• _Given task_: Copy out, in full, each line of the records below that contains the word "sunset".

Location labeling records
§ §

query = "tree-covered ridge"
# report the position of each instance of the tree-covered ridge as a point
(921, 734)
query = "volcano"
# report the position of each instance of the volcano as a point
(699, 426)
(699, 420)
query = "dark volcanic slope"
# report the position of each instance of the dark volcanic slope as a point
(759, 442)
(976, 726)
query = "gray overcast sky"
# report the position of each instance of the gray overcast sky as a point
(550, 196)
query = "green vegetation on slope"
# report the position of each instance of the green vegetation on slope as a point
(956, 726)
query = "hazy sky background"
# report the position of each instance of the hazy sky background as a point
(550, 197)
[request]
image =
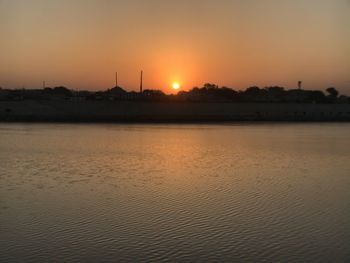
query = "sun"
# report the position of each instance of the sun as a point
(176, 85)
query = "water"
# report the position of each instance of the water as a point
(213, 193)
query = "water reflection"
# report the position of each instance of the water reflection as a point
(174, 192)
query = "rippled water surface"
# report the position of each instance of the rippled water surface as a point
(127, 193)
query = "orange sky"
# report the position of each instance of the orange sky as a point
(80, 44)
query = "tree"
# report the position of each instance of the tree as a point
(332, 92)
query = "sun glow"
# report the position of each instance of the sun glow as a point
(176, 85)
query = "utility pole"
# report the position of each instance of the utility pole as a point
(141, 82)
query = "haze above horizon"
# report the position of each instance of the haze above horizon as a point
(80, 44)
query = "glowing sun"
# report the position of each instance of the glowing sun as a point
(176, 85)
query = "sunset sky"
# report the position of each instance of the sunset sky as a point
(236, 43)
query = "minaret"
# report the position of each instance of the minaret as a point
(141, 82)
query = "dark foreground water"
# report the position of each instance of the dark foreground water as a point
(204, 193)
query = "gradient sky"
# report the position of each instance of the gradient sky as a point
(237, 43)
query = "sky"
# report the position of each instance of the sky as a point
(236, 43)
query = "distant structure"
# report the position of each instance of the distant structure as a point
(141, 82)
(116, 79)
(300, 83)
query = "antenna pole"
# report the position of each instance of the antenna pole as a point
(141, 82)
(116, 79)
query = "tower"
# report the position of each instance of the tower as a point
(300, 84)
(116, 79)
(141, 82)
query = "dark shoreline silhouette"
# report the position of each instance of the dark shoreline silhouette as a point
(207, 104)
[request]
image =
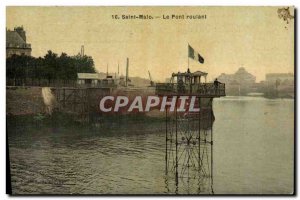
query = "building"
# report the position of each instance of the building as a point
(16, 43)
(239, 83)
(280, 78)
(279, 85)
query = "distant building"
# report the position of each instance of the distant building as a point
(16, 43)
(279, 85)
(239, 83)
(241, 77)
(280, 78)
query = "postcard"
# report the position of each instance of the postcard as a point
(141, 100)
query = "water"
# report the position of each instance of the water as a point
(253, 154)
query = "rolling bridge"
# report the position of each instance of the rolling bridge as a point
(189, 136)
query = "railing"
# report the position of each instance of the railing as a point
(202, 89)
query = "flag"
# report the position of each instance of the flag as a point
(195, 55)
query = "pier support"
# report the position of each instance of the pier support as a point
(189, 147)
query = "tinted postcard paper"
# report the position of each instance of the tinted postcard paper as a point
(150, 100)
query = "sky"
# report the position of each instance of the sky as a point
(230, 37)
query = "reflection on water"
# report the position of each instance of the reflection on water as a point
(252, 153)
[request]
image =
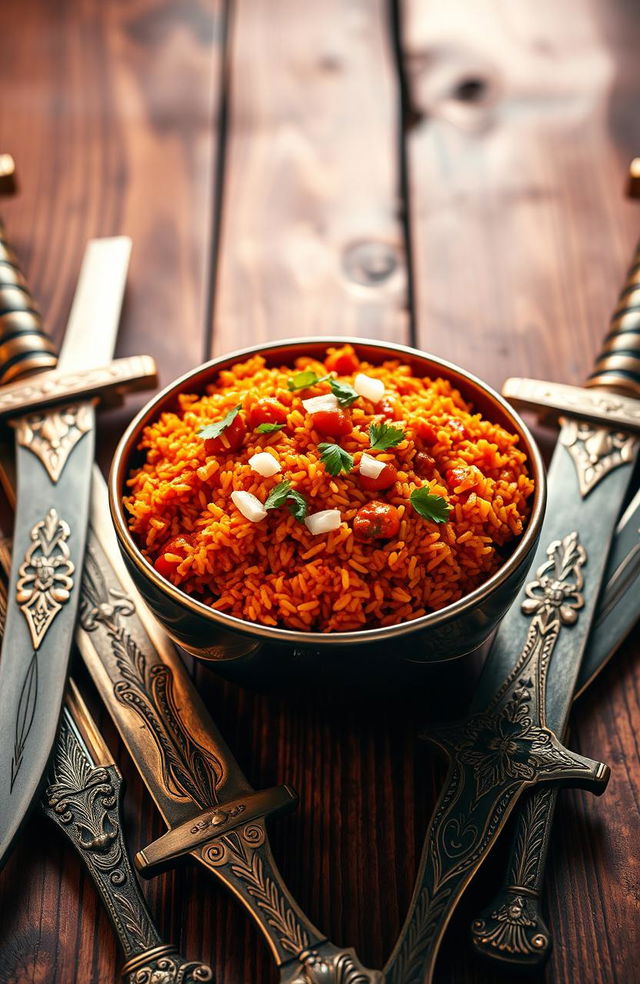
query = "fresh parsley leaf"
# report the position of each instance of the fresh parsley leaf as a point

§ §

• _Written solution_:
query = "sunset sky"
# report the position of each instance of the sunset sky as a point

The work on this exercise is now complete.